DATA EXCERPTS below:

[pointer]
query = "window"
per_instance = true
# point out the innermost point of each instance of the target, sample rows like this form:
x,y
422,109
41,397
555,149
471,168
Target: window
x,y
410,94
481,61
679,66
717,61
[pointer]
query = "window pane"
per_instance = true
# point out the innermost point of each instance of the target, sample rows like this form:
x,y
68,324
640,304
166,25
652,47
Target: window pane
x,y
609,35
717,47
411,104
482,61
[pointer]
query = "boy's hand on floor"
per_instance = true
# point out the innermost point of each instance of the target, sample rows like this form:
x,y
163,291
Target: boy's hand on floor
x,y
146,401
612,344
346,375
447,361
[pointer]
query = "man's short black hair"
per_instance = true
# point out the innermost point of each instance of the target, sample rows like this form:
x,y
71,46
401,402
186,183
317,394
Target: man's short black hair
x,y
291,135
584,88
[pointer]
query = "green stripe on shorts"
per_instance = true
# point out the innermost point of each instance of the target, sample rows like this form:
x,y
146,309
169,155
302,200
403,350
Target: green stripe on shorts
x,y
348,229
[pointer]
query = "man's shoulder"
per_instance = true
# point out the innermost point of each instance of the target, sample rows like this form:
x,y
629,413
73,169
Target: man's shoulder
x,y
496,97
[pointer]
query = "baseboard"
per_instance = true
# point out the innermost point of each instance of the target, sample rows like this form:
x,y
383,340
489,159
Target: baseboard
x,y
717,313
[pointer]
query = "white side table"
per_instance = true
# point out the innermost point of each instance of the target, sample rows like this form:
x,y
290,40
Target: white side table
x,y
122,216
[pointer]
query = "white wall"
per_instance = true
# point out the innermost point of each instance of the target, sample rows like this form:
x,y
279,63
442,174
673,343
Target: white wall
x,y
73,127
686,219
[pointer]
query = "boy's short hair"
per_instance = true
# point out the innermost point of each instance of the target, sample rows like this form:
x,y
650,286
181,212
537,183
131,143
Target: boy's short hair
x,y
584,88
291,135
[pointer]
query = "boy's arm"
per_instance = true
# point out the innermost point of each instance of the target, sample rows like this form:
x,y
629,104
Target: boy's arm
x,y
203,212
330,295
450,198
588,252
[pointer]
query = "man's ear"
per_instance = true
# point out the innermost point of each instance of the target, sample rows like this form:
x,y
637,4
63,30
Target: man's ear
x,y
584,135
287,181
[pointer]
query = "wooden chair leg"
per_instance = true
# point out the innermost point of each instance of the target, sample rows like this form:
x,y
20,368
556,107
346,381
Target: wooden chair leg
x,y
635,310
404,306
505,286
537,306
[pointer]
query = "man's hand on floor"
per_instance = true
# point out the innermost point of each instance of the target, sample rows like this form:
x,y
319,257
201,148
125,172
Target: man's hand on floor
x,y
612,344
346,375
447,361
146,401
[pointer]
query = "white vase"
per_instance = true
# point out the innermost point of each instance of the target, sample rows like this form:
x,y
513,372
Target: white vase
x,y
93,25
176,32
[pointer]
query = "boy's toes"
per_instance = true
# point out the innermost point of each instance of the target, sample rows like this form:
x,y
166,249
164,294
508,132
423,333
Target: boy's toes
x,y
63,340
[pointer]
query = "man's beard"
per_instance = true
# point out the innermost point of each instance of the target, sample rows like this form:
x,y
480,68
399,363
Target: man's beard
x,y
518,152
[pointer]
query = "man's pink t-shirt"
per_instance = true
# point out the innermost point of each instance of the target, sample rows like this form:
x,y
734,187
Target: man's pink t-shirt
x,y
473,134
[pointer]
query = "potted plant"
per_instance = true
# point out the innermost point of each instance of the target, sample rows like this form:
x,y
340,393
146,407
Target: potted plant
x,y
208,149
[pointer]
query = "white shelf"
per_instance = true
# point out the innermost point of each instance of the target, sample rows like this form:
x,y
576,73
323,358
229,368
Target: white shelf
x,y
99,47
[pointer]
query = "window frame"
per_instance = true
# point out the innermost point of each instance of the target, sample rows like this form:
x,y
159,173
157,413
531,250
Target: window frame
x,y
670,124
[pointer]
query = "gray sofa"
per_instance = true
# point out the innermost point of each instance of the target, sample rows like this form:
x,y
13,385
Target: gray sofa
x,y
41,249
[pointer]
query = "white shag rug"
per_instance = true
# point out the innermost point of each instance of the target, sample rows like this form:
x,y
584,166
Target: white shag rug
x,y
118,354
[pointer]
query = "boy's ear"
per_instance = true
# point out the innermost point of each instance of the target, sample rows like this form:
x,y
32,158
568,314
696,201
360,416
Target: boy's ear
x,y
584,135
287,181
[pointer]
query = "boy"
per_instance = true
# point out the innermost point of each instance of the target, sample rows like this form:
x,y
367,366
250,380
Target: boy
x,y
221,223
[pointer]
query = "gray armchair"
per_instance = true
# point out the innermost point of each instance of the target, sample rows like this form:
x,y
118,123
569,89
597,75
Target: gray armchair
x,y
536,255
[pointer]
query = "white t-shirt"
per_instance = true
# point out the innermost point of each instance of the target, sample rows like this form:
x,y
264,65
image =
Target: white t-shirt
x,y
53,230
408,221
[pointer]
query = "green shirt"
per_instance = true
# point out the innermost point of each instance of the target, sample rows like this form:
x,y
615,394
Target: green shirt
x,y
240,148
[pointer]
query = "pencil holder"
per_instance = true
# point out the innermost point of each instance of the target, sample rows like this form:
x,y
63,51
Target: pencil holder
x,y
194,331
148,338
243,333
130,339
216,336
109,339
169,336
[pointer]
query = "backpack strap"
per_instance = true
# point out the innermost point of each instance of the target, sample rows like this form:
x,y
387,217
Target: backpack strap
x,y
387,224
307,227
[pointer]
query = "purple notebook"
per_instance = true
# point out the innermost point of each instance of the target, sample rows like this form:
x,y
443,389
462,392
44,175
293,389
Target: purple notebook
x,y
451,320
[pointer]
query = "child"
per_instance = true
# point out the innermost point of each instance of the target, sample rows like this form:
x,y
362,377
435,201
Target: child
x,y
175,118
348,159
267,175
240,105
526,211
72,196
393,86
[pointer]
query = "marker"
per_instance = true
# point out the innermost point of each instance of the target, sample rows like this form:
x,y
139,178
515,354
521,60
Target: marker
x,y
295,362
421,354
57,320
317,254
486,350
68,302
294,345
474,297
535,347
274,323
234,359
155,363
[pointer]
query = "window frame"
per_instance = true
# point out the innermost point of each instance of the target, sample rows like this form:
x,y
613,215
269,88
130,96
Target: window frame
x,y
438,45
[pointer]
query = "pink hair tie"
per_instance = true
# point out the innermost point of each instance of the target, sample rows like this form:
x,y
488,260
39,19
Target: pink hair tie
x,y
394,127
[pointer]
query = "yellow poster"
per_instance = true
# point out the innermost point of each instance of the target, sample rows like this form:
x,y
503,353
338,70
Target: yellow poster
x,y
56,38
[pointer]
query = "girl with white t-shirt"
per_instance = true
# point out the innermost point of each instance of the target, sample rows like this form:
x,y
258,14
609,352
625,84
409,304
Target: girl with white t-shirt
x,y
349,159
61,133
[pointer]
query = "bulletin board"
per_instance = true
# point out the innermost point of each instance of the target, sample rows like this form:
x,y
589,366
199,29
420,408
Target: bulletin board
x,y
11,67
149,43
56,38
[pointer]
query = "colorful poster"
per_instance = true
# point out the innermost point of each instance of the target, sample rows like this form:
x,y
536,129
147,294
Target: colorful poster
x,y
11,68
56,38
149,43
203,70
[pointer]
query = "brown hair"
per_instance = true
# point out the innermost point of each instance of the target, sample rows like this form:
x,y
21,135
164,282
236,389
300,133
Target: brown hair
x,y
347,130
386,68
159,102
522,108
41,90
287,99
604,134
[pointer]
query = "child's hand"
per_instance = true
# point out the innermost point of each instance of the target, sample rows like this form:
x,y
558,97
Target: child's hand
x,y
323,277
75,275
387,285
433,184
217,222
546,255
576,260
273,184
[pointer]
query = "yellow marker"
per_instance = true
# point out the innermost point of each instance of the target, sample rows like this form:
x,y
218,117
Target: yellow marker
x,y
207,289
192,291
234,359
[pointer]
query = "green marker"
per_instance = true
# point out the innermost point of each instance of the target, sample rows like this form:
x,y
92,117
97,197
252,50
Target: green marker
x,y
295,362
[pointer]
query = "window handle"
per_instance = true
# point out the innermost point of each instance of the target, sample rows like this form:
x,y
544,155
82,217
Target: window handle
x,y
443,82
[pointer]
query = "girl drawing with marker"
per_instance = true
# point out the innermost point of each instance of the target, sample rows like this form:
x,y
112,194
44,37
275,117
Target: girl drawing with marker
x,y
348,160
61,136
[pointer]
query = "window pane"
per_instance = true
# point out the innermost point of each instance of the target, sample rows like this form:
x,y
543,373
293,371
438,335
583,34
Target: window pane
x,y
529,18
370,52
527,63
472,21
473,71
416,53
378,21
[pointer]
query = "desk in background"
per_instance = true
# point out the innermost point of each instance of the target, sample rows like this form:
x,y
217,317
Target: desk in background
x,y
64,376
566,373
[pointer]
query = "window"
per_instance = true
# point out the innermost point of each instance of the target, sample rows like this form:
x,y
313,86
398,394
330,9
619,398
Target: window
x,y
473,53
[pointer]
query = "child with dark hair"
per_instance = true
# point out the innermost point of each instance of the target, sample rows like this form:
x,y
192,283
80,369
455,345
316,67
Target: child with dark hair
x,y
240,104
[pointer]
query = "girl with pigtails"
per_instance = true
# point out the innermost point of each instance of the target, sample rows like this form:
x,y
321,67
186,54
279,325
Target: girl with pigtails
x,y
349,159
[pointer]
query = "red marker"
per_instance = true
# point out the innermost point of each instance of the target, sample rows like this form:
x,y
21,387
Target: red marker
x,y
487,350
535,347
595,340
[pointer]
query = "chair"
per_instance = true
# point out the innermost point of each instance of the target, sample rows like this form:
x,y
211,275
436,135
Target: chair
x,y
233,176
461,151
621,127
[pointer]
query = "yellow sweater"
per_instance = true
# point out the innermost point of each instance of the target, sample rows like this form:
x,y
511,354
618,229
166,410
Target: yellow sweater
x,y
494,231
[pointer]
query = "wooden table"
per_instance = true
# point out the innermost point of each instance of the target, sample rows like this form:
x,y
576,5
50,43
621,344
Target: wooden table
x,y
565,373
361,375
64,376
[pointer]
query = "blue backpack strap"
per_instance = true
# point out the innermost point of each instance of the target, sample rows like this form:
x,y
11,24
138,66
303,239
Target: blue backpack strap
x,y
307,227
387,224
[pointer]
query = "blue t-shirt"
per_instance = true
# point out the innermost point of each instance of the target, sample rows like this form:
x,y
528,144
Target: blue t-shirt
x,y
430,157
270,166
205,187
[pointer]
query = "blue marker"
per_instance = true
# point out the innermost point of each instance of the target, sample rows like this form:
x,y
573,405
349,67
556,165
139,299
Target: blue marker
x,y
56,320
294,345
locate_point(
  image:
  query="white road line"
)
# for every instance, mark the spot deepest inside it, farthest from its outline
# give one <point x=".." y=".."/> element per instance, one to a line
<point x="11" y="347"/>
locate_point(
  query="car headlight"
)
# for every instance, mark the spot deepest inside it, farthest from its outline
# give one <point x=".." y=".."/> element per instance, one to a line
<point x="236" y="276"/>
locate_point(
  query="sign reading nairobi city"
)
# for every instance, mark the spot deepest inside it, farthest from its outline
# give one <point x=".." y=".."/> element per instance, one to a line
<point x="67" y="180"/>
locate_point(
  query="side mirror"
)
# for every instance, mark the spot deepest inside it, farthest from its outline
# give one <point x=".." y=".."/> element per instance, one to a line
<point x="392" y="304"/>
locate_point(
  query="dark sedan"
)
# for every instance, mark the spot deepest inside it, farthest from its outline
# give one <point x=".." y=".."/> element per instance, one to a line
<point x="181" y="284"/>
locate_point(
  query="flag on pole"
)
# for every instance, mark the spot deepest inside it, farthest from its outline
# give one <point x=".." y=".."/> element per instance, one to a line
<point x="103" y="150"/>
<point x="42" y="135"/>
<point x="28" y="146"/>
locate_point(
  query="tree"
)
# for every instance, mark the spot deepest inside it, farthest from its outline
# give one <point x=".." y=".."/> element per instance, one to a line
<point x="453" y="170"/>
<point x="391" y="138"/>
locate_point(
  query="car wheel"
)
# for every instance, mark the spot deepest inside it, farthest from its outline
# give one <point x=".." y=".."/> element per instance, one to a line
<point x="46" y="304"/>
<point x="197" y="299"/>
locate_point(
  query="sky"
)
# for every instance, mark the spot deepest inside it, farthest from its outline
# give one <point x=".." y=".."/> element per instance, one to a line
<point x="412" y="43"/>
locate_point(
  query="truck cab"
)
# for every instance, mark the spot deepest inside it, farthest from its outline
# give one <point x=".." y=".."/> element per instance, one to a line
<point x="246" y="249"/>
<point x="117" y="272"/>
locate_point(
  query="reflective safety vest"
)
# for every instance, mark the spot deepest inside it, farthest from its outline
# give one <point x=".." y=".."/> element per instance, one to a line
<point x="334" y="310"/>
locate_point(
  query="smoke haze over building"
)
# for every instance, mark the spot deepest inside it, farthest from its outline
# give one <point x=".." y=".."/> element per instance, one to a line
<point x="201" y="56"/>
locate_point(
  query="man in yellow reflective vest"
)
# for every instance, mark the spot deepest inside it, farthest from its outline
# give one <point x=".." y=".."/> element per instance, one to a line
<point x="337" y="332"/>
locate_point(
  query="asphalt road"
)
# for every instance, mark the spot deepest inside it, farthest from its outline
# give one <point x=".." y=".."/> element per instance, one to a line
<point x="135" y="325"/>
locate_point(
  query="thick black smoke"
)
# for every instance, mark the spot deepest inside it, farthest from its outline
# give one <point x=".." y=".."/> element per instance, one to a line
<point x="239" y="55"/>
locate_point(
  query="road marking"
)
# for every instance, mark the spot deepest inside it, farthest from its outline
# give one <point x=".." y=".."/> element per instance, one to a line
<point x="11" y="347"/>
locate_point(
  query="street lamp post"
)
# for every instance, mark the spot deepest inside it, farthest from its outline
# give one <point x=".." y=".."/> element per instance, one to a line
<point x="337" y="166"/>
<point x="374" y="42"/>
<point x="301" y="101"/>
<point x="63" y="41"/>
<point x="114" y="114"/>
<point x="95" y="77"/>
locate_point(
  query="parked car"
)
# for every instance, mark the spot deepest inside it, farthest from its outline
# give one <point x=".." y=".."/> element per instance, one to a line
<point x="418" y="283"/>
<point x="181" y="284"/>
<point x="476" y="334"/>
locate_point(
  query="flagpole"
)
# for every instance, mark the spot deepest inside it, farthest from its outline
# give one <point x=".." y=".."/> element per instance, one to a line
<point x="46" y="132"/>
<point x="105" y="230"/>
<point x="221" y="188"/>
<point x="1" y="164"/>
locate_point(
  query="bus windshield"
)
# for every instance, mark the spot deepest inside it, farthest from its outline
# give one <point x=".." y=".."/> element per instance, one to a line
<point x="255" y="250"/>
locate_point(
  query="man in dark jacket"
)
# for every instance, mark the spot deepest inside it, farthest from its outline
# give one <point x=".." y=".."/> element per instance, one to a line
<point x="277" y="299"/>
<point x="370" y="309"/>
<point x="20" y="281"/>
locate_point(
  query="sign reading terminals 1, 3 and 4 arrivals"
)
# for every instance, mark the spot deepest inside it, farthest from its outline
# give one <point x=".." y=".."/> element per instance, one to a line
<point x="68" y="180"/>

End of DATA EXCERPTS.

* _WHAT YOU WILL DO_:
Scan the data for the string "vest" and copy each line in which it occurs.

* _WRITTEN SOLUTION_:
  query="reflective safety vest"
  query="man in yellow reflective vest"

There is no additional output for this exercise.